▶ _Task input_:
★ ★ ★ ★ ★ ★ ★
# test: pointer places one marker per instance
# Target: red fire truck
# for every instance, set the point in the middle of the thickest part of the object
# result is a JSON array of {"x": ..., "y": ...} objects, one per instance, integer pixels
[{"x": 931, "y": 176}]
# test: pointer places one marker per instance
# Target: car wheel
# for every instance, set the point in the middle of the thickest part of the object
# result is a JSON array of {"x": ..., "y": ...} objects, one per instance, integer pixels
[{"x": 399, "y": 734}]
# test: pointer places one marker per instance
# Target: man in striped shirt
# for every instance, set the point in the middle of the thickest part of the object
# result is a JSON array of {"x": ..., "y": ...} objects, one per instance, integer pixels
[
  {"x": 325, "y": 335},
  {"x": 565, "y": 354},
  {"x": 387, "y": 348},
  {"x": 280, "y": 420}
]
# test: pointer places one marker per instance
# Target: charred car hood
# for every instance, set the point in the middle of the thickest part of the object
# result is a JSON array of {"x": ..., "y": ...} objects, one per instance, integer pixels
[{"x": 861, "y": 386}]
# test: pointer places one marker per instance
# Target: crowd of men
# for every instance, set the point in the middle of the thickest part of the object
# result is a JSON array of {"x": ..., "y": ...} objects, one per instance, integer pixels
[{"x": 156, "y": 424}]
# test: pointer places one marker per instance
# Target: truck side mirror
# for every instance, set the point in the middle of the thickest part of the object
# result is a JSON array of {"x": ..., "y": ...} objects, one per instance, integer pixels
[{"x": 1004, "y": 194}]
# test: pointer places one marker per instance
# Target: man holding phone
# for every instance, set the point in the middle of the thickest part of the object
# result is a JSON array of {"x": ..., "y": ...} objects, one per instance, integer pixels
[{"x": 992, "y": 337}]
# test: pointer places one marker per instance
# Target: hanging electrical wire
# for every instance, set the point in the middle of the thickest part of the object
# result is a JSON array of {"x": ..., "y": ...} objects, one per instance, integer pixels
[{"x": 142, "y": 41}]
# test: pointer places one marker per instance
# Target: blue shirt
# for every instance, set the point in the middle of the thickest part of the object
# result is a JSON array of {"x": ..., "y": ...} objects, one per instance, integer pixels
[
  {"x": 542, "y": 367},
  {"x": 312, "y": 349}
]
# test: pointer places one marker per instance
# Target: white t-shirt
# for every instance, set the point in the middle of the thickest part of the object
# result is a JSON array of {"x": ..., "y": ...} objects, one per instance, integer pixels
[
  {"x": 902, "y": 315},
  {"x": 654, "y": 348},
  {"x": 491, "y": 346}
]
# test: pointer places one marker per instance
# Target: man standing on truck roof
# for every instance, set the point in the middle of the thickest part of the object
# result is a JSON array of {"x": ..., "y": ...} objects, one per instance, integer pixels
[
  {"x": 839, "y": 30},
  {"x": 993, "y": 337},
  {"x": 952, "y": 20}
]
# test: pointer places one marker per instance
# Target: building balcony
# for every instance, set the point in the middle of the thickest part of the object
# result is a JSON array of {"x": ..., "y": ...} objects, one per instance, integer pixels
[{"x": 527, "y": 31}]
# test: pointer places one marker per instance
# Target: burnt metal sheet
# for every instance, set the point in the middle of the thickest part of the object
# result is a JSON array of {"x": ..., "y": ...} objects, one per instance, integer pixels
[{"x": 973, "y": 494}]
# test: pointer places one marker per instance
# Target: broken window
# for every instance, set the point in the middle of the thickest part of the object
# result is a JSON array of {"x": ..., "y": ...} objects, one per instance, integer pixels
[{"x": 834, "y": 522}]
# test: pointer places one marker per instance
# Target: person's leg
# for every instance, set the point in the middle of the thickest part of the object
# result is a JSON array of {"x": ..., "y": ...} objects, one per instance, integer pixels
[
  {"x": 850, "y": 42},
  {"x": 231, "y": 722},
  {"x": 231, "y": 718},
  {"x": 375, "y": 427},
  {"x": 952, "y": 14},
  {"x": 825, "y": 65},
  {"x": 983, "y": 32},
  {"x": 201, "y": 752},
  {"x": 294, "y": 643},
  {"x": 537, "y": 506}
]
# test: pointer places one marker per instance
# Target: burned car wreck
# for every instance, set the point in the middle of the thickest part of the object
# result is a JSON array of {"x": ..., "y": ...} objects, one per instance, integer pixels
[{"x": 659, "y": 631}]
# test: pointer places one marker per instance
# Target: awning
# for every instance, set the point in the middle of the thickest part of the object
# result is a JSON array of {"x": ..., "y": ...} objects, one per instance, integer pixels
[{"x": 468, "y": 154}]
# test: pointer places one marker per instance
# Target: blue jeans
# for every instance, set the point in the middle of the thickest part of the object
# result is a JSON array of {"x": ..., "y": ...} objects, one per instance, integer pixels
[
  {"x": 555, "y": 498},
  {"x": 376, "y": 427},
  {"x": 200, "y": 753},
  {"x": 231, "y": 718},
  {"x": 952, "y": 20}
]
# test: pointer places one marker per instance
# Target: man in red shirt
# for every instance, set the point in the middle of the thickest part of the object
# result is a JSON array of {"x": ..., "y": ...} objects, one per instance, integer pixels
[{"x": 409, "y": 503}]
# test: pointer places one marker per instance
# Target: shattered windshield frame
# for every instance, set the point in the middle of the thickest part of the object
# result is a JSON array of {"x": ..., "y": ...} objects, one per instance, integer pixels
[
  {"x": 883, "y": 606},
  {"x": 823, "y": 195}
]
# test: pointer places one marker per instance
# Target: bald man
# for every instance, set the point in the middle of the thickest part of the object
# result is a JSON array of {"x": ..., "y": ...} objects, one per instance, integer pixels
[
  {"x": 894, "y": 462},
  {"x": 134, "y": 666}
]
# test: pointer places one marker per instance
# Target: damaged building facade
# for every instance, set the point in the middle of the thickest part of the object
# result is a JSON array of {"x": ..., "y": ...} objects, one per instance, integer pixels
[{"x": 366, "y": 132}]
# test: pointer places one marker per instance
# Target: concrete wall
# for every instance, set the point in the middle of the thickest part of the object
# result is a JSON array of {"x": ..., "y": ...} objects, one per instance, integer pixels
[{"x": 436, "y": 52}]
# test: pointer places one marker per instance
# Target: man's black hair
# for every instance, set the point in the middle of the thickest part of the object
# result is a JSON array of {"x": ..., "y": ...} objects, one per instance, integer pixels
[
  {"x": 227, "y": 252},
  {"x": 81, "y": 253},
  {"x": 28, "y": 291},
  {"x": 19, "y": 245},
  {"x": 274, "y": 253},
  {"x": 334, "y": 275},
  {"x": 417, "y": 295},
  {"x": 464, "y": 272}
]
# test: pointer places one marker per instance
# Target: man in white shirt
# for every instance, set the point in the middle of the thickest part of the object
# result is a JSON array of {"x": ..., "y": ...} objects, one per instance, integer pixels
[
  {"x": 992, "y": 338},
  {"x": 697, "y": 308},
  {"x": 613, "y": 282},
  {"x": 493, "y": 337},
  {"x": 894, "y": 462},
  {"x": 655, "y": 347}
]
★ ★ ★ ★ ★ ★ ★
▶ _Directions_:
Across the whole listing above, count each line in which the string "white" occurs; respond with that number only.

▶ _Exercise response_:
2